:: Dataset records ::
'''

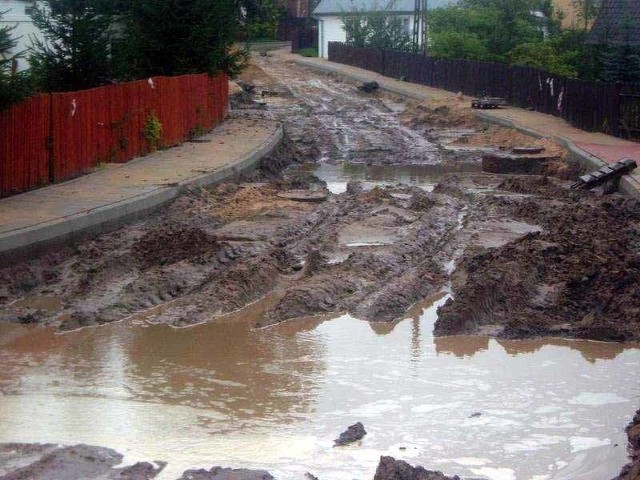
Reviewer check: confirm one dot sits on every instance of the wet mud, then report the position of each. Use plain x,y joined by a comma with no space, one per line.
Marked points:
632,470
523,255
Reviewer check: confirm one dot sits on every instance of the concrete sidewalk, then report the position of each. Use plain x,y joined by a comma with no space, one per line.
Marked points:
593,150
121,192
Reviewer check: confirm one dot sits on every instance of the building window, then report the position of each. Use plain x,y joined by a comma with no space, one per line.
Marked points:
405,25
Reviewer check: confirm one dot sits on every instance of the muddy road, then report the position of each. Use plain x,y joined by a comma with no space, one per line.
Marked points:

'''
'''

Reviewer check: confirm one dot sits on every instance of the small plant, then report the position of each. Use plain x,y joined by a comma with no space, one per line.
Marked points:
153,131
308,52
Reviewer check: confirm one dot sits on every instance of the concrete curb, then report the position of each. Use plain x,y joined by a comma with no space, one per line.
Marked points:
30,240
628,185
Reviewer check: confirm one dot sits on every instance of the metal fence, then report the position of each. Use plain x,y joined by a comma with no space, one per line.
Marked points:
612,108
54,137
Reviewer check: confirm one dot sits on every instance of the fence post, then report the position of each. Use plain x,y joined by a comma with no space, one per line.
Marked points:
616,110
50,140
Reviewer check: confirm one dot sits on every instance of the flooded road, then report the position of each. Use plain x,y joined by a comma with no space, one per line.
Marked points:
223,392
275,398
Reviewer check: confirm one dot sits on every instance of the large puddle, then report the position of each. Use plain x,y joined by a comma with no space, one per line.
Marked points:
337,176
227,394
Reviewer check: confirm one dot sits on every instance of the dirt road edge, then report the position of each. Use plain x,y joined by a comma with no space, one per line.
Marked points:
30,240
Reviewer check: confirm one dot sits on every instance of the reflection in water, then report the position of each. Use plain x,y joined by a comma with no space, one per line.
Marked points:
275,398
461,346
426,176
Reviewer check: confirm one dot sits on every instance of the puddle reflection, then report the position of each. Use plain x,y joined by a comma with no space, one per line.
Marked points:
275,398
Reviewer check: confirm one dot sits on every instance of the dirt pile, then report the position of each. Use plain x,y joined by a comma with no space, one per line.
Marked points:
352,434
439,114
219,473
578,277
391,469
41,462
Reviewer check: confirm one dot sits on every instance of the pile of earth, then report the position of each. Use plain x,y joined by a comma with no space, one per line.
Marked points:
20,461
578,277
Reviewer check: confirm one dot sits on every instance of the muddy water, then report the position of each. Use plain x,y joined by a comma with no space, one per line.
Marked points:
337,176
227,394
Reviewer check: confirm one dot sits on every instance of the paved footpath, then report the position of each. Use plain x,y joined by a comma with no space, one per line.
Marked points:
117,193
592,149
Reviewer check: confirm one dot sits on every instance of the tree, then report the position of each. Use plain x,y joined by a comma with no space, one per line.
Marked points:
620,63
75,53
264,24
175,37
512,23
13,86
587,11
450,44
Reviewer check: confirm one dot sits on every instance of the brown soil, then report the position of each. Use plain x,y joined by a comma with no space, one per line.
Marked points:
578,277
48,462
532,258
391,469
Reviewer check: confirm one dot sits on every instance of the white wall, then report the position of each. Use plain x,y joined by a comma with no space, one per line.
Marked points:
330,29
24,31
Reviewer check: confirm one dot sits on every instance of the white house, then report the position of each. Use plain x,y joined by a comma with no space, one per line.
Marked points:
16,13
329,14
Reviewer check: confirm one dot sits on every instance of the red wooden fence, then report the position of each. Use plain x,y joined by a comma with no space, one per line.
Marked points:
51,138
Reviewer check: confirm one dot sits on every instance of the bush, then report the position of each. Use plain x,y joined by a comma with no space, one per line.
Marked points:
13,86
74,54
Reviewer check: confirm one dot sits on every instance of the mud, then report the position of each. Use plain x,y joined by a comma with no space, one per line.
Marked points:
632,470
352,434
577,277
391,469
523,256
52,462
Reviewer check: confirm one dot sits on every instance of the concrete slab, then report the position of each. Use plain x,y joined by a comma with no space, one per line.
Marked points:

'''

:: REQUIRED WORK ::
Using the entries above, return exactly the lines from the line with "wet mud, then" to the line with "concrete sidewalk, then", counting both of those lines.

:: RESULT ::
Reviewer check: confirm one dot sits on every instance of the wet mud, then report the position of each. Use plain x,y joined by a comma with no space, one per line.
Marked points:
632,470
523,255
Reviewer check: confirm one dot sits on every instance of the concrete sidewalk, then report the position of each. Use plain x,y joined by a comma with no space, one per line.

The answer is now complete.